Point annotations on photos

------------------------------------------------

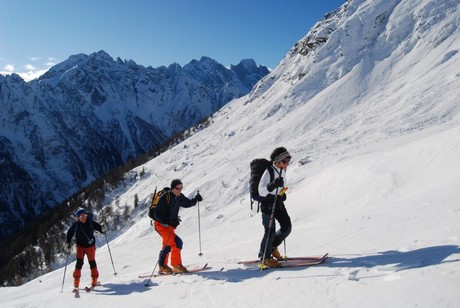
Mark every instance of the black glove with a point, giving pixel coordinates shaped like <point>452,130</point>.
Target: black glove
<point>175,222</point>
<point>278,182</point>
<point>198,197</point>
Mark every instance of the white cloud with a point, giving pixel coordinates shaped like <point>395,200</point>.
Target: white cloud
<point>9,68</point>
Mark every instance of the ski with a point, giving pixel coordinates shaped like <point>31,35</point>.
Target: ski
<point>299,263</point>
<point>313,258</point>
<point>295,263</point>
<point>189,271</point>
<point>91,287</point>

------------------------------------------------

## Short exercise
Shift every answer point by adding 45 to both of its coordinates, and write out all the lines of the items above again, requests included. Keep the sample coordinates inside the requests as they are, and leave the pictures out.

## Task result
Mark every instance of the black glove with a point, giving pixel coordinates shaped like <point>452,130</point>.
Target: black glove
<point>220,267</point>
<point>323,227</point>
<point>243,242</point>
Mark every instance of the white cloud with a point, giving pixel coordinates shaped like <point>395,200</point>.
Target: white cloud
<point>54,113</point>
Mark every instance of the ski with a point, giving pixel coordinates shaped like <point>31,35</point>.
Target: ski
<point>344,308</point>
<point>358,303</point>
<point>340,308</point>
<point>234,316</point>
<point>136,332</point>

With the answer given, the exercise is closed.